EXTRACT PROVIDED

Film, Role Model

ROLE MODEL #2 – GEENA DAVIS

Every Friday A Peerie Yarn will look at a different female role model. They may be a role model for any reason at all, from a music legend to a fantastic author, and the piece will explore what it is that makes them someone to look up to. 

Background & Personal Life:

Geena-Davis-Hairstyles-1

source: SloDive

Geena Davis was born in Massachussets in 1956. She gained a Bachelor’s Degree in drama from Boston University in 1979 and began working in acting from the 1980’s.

Davis is a member of Mensa, a group for people in the highest 2% of intelligence based on IQ scores. She has been married four times, to Richard Emmolo (1982-83), Jeff Goldblum (1987-1990), Renny Harlan (1993-98) and to Reza Jarrahy since 2001.

She has three kids with Jarrahy, a daughter, born in 2002, and twin sons, born in 2004. In 2009 she was awarded an honorary Doctor of Fine Arts degree from Bates College.

“I haven’t even gone to any Mensa meetings.” 

Acting:

 

thelmaandlouise_pub_627

source: SBS

Davis refers to herself as an actor, believing that the word “actress” will soon be dated in the same way as “doctress” is today. This pursuit of equality is also reflected in her choice of roles, with Davis becoming known for carefully choosing her roles.

She bagged herself a Best Supporting Actress Oscar in 1988 for The Accidental Tourist, as well as gaining another nomination in 1991 for Best Actress in Ridley Scott’s Thelma and Louise. The former is Davis’ staple work – a roadtrip/buddy movie that subverted pretty much every trope from the respective genres and created something that screamed girl power.

Other roles included the baseball film A League of Their Own (1992)  and pirate caper Cutthroat Island (1995), proof that Davis refuses to be put into the typical boxes so many females working in the movie industry are.

She played a female President of the USA in ABC’s Commander in Chief, which ran for one season over 2005-2006.

Whilst her acting work has taken a backseat as she has raised a family and become more involved in activism, she is due to star in the film adaption of Marjorie Prime alongside Jon Hamm.

“If you read someday that I have signed up to play Sean Connery’s kidnapped wife, then you’ll know I’m broke.”

Archery:

Davis became interested in archery in the 1990’s and in 1999 was one of 300 women who went for semi-finals berth in the US Olympics Archery Team to participate in the Sydney 2000 Summer Olympics.

She placed 24th out of 300 and whilst she did not qualify she participated as a wild card entry in the Sydney International Golden Arrow Competition.

“Archery is something that I took up later and didn’t know I had a natural aptitude for.” 

Activism & Research:

geena-davis.jpg

source: Indiewire

Davis has become hugely prolific in her activism and research since the early 2000’s. She fronts the Women’s Sports Foundation and launched a campaign called “Geena Takes Aim” which advocated gender equality in sports opportunities.

She became even more interested in gender equality when watching children’s programming with her kids. She noticed the extreme gender imbalance and the worryingly sexualised nature of female characters appearances.

STORED ROWS

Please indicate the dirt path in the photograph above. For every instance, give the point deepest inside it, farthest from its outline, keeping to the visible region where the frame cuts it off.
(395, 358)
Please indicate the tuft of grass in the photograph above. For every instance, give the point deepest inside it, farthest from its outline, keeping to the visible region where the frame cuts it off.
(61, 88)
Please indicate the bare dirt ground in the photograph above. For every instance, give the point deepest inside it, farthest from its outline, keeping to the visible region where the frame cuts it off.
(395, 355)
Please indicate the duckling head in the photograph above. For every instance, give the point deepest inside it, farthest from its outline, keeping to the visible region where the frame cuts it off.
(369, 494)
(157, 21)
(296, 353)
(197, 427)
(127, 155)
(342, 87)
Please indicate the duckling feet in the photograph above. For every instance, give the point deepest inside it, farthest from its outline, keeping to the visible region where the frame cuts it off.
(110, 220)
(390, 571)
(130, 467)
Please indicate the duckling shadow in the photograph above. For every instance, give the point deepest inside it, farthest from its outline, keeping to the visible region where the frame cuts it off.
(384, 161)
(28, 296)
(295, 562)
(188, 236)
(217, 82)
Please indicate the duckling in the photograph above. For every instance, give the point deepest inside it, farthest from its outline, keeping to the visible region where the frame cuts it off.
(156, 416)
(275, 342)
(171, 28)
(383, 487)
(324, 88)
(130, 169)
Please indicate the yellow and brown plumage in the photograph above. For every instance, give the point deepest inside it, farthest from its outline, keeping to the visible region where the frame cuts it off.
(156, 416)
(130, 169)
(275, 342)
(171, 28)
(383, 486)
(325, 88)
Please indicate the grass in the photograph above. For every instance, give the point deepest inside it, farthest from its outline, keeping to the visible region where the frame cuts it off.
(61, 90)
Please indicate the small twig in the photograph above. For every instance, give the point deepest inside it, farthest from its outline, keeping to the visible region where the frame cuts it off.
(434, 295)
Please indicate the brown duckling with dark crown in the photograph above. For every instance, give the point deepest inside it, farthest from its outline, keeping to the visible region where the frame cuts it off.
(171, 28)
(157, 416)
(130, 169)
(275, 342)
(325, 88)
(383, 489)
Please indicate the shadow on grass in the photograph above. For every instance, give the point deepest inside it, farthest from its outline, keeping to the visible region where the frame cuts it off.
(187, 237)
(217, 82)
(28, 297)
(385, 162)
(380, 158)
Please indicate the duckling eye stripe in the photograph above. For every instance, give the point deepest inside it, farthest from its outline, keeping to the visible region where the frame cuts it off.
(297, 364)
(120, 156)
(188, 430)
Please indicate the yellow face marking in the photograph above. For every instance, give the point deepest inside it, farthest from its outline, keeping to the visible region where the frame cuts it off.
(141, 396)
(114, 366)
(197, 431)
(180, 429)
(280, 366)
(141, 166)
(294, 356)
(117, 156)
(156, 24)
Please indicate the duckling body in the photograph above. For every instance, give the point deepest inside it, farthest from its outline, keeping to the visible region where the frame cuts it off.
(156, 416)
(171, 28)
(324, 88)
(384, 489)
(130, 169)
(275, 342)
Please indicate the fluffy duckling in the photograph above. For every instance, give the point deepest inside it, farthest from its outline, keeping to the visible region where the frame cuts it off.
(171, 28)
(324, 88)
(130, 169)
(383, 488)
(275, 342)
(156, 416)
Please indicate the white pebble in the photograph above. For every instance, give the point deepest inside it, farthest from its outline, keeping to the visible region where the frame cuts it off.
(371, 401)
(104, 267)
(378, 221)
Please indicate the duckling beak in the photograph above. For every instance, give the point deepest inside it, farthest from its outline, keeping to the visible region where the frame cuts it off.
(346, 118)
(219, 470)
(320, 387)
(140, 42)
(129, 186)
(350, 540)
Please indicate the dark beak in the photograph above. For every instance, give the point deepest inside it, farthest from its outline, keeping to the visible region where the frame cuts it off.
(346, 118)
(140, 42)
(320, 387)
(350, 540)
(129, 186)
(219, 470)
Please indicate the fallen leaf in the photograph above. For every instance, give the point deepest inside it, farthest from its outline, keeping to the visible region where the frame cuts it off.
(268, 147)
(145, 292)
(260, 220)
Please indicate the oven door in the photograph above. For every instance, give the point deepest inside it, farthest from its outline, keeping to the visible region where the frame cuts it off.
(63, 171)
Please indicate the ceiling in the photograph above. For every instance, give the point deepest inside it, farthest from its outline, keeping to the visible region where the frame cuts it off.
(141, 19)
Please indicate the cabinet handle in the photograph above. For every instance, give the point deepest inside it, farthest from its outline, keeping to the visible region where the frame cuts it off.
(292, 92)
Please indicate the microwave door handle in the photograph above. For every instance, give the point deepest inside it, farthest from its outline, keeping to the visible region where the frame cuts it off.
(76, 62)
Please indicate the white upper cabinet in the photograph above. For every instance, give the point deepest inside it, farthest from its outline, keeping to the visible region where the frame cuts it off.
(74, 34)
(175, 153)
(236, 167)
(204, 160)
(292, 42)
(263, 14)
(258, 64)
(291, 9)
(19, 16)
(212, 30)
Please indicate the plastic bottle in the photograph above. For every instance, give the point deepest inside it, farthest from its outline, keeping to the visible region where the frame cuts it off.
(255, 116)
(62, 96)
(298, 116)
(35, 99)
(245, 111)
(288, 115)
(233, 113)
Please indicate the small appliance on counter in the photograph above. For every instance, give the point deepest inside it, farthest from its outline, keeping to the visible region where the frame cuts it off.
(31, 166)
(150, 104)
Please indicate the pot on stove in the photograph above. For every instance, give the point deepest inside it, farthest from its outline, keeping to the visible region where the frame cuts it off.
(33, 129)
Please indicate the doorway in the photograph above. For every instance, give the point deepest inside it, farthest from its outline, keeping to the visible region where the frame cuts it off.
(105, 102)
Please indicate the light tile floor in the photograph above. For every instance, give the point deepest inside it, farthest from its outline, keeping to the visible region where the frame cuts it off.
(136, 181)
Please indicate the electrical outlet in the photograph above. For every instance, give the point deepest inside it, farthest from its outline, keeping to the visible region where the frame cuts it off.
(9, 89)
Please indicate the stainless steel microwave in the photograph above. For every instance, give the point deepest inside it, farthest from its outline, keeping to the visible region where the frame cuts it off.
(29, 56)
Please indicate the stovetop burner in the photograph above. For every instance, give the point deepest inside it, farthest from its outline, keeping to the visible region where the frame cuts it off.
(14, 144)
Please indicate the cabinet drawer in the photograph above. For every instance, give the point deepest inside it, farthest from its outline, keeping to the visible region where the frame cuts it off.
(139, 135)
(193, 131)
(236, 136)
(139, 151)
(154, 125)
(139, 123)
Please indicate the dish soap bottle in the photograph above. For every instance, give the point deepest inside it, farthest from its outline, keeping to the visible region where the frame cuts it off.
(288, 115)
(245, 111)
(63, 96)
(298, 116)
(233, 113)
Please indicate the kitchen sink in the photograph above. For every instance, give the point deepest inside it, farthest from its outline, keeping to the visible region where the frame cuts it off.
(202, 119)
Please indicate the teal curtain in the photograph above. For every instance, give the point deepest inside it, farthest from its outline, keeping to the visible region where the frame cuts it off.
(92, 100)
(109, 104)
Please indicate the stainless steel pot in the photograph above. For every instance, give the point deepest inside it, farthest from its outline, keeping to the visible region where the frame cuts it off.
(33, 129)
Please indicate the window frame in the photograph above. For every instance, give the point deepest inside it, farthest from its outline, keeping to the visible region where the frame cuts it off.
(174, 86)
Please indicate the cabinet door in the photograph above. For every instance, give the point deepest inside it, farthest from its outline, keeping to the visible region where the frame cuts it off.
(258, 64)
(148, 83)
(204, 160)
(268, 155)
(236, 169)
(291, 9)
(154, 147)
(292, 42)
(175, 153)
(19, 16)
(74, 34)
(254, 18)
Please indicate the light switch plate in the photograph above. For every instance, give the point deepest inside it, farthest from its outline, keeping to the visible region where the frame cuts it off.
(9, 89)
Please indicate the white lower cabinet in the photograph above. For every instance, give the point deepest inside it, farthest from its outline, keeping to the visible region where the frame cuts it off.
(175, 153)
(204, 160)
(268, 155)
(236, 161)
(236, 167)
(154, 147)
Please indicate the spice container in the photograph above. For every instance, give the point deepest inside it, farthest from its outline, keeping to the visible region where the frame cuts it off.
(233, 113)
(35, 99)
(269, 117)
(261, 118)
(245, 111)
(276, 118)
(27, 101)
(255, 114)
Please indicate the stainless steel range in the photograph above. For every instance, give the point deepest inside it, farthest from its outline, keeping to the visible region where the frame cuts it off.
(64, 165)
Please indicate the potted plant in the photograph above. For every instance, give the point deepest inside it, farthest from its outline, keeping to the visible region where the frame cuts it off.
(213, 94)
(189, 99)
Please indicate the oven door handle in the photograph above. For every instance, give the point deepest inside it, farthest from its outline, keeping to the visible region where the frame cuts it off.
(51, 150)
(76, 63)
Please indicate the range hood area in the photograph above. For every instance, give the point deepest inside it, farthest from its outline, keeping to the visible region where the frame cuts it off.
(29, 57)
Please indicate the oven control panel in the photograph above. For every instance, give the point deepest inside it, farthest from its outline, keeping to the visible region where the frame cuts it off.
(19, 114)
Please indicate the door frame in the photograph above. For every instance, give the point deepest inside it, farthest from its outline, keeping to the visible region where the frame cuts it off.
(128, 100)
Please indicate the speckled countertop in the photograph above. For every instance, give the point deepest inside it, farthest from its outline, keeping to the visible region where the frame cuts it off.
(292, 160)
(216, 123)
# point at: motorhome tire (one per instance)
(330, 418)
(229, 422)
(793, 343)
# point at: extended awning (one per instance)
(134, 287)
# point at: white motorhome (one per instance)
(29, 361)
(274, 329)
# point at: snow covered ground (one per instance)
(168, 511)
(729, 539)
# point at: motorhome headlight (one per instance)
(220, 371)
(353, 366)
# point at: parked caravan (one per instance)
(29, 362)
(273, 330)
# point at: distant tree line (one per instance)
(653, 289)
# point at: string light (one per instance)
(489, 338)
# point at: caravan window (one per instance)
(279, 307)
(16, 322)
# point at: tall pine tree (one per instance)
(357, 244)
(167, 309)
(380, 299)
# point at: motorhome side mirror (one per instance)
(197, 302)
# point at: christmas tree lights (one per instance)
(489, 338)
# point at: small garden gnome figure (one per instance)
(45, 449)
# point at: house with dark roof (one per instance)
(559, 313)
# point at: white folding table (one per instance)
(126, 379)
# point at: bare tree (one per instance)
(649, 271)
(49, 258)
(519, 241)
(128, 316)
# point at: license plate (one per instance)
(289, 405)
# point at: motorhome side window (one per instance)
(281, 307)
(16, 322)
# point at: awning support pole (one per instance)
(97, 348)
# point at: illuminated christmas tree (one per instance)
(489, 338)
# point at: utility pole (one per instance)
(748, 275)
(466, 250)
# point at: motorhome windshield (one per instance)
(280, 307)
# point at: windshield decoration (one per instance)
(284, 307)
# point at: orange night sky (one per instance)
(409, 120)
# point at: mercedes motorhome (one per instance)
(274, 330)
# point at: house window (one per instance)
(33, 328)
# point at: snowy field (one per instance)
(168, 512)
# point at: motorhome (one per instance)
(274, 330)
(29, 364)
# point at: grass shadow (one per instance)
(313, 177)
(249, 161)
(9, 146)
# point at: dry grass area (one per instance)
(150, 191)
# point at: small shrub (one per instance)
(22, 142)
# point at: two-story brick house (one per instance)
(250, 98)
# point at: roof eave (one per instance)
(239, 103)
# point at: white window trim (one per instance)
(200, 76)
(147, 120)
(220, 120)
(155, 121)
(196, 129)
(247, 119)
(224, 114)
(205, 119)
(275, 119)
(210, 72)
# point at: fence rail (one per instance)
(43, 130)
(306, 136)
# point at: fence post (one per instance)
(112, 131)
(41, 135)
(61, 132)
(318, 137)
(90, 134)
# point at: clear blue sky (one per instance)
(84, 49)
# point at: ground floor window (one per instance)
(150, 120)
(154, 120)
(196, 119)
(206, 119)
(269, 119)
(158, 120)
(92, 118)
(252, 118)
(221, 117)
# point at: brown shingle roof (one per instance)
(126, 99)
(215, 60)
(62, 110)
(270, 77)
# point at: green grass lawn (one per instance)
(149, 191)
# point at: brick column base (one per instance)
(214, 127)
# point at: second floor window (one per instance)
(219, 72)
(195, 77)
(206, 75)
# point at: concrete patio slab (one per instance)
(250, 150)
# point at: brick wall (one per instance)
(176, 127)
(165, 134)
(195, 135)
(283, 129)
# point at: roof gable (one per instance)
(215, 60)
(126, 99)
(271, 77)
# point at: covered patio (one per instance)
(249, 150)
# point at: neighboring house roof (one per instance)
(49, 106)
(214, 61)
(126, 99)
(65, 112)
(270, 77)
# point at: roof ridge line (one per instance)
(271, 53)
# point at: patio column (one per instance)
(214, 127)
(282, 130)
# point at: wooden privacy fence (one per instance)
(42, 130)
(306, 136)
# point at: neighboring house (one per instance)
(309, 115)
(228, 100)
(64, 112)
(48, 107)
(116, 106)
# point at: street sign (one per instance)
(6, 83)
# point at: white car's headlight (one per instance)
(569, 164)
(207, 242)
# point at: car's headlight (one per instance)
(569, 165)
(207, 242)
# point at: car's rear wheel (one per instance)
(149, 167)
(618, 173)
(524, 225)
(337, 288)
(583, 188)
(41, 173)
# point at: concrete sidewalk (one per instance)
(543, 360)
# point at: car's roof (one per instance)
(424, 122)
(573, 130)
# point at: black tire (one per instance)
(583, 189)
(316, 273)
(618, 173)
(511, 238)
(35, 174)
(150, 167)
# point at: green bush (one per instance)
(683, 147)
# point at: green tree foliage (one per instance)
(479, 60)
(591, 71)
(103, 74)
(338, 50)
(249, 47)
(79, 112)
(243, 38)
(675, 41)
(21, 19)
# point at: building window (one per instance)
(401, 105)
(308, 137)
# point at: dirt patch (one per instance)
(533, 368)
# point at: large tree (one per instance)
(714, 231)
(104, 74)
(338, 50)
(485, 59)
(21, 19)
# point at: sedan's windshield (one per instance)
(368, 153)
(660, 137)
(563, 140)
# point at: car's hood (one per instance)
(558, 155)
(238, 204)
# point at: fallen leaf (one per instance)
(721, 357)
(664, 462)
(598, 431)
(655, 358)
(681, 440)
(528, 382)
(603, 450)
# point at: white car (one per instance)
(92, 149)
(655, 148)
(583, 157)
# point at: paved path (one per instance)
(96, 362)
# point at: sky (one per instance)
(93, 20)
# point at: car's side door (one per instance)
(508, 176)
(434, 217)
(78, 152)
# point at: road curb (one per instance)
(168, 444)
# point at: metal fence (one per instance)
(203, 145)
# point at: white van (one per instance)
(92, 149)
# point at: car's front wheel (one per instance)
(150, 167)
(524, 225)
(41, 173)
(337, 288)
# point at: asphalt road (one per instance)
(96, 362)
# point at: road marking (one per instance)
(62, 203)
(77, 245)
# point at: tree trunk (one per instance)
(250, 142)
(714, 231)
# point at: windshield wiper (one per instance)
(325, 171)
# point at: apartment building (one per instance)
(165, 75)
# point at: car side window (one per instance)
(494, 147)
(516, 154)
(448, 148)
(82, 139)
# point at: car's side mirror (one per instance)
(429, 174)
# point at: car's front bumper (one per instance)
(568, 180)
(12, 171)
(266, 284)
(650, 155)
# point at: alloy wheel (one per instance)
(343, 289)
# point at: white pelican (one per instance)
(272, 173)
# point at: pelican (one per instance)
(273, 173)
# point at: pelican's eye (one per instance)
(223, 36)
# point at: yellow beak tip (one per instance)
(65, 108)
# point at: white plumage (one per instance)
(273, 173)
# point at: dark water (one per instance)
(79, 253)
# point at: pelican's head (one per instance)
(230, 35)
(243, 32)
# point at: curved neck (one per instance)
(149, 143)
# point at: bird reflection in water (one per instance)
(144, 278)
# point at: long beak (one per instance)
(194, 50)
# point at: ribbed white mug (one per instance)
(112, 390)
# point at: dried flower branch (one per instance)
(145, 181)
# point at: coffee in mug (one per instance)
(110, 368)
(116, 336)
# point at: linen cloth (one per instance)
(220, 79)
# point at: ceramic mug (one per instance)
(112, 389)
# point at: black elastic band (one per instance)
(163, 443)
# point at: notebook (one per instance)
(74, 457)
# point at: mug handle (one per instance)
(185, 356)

INSTRUCTIONS
a: Translate this sentence from the Geena Davis profile into Spanish: "She played a female President of the USA in ABC’s Commander in Chief, which ran for one season over 2005-2006."
b: Select every line of the listing that contains the string "bare", matching case exactly.
The profile and the listing come from unrelated sources.

COMPLETED EXERCISE
a: Interpretó a una presidenta de los Estados Unidos en Commander in Chief, de ABC, que se emitió durante una temporada entre 2005 y 2006.

b:
Please indicate the bare dirt ground in the photograph above. For every instance, give the point deepest inside it, farthest from its outline, keeping to the visible region where the frame cuts it off.
# point at: bare tree (one per instance)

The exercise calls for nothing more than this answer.